* _Task objective_
Arrange the lines of the material below as a numbered list, dropping any blank lines. Leave the pictures out of your answer.

* _Records from a collection_
+++

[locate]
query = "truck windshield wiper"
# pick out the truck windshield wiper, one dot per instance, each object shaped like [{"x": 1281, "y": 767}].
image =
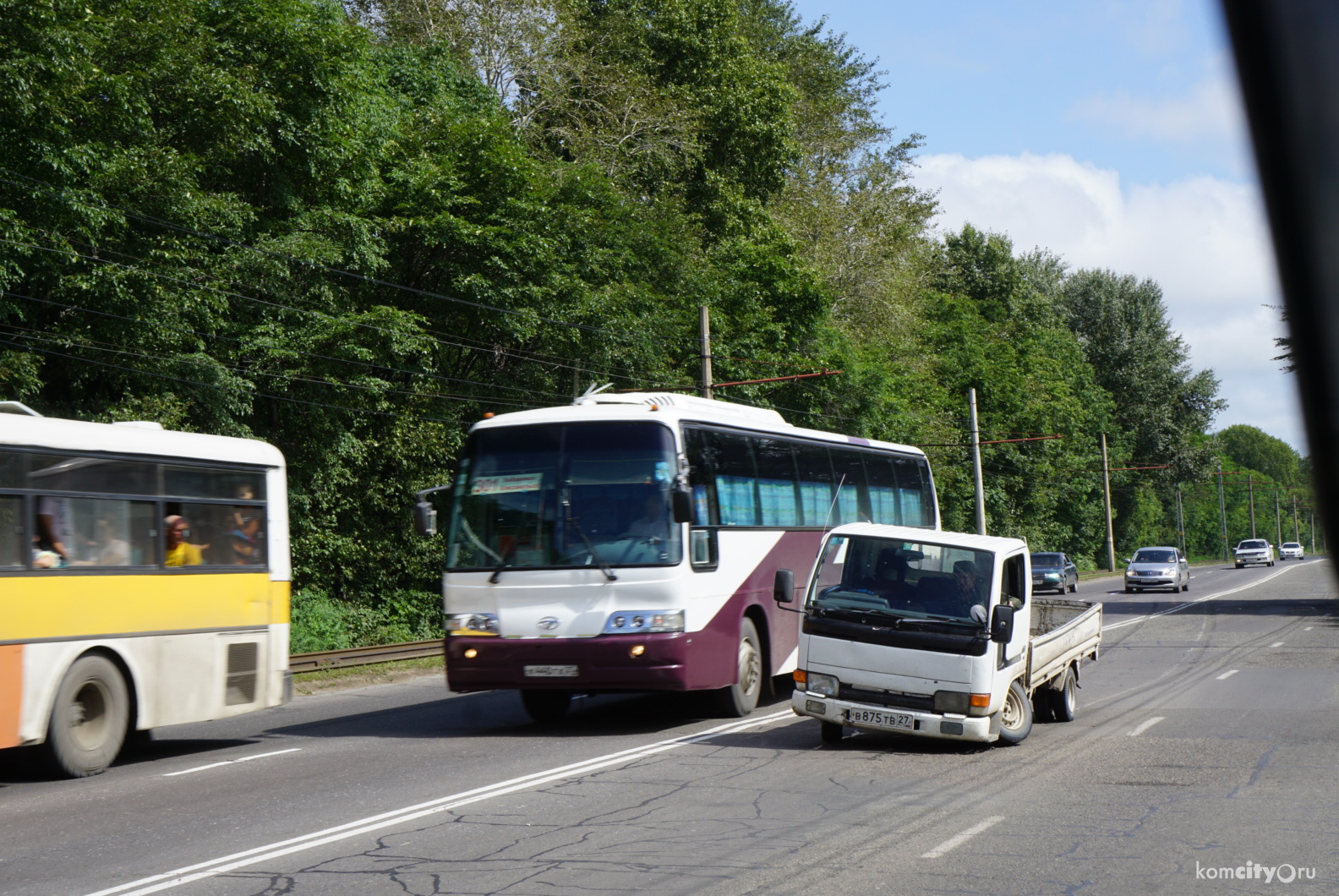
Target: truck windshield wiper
[{"x": 595, "y": 555}]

+++

* _Solution to the problem_
1. [locate]
2. query = "truck windshield wiper"
3. # pick out the truck windshield wiper, one dot per instance, each object shaped like [{"x": 1281, "y": 767}].
4. image =
5. Target: truck windshield wiper
6. [{"x": 595, "y": 555}]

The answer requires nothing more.